* [SOURCE PASSAGE]:
★ ★ ★

Oh ok then  , well I dont know where the seller got this watch from, or how long the battery has been in there. Roughly how long will a battery like that last in my new watch?

Cheers.


----------



## harryblakes7 (Oct 1, 2010)

Long shelf life on the old 343 battery's at least 3 years, you can't put a 1.5v battery in as your watch uses the voltage to maintain accuracy, if you do it will run fast, company called Accucell make thin 1.5v batteries with a "resistave pack" connected to reduce the voltage to 1.35v. Your old battery should last over a year, new ones last 9 months. Mecury mainly banned now, unless you go to the dentist and will happily fill your mouth with it, just remember to keep those fillings wet otherwise the mecury will vapour off!!


----------



## Silver Hawk (Dec 2, 2003)

harryblakes7 said:


> Long shelf life on the old 343 battery's at least 3 years, you can't put a 1.5v battery in as your watch uses the voltage to maintain accuracy, if you do it will run fast, company called Accucell make thin 1.5v batteries with a "resistave pack" connected to reduce the voltage to 1.35v.


Not really necessary on the ESA 9162/4 movements (same as this "F300" movement)...you should be able to take the 1.3v 343 mercury oxide out and replace with a 1.5v 344 modern silver oxide.

Accutrons, particularly 214 Accutrons, are much more sensitive to the higher voltage. But even on these, you can re-phase 90% of them to run on 1.5v without having to resort to Accucells.


----------



## harryblakes7 (Oct 1, 2010)

Ah, i stand corrected :notworthy: i don't know how to re-phase mine so bought the Accucell batts, some peps in America can mod them but they want millions! so i didn't go there..........


----------



## inspector 71 (Jan 31, 2010)

That's a very clean example of a watch that is probably around 36 years old.

Could I be cheeky and ask what you paid for it?

Cheers


----------



## Redwolf (Jun 15, 2010)

★ ★ ★

* [EXERCISES TO COMPLETE]:
1. Answer these from the watch battery thread:
(a) What shelf life does harryblakes7 give for the old 343 batteries?
(b) To what voltage does the Accucell "resistave pack" reduce the battery's voltage?
(c) About how old does inspector 71 think the watch is?
2. According to harryblakes7 in the watch battery thread, why can't a 1.5v battery go in the watch, and what happens if one is used?

★ ★ ★

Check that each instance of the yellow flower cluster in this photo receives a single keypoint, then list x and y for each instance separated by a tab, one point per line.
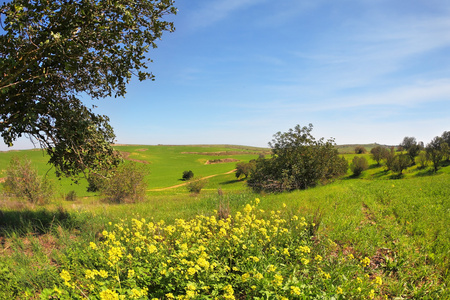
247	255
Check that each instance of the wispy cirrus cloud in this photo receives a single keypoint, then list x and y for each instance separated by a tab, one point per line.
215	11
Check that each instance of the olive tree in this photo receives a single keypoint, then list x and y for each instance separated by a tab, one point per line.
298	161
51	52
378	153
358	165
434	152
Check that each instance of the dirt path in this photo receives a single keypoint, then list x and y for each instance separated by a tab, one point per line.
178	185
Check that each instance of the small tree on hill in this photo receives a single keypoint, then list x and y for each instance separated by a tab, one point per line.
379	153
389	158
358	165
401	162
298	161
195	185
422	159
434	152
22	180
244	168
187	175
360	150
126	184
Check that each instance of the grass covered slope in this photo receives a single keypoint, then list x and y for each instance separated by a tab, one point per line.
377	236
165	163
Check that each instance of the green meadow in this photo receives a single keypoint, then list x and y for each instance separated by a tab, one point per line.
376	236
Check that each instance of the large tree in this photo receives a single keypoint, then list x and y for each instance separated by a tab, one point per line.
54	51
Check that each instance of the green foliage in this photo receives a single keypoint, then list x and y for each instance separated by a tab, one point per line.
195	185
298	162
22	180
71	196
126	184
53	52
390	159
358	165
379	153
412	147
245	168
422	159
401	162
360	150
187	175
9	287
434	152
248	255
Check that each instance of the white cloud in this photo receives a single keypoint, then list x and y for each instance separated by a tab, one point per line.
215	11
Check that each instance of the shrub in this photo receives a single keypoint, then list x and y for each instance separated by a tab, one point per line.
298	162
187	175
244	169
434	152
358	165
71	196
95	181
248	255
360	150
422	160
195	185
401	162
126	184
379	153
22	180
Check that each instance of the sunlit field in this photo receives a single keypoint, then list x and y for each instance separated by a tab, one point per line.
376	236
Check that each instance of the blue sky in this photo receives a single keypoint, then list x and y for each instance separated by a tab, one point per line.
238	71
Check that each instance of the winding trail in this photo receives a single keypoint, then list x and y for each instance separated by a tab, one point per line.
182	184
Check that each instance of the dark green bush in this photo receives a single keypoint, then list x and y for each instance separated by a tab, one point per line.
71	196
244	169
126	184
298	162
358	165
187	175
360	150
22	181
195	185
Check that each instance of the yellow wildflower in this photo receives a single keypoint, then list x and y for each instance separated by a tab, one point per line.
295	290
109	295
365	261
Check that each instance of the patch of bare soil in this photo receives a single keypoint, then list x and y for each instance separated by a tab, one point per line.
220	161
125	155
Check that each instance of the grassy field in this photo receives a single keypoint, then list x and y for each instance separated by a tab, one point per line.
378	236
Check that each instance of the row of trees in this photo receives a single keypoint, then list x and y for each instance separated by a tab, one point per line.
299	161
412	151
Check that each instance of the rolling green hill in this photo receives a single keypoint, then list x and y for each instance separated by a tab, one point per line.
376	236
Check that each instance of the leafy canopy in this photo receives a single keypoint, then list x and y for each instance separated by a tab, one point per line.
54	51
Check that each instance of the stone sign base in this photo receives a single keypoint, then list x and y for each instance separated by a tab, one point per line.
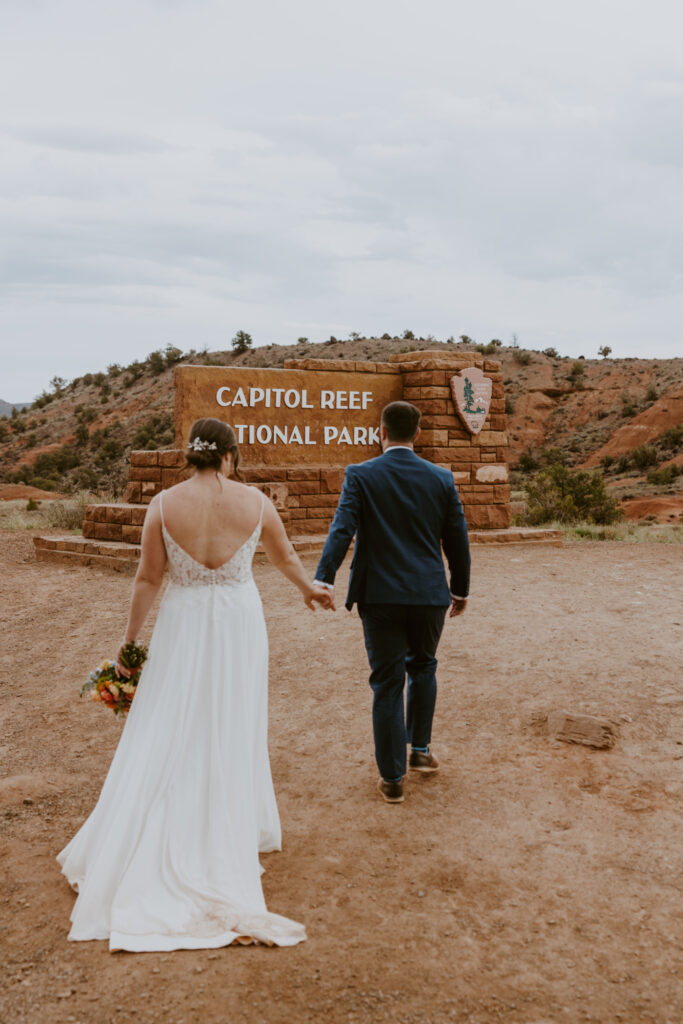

★ ★ ★

* [FULL SOLUTIONS]:
1.
(a) At least 3 years.
(b) 1.35v.
(c) Around 36 years old.

2. The watch uses the voltage to maintain accuracy, so a 1.5v battery is too high. If one is used, the watch will run fast.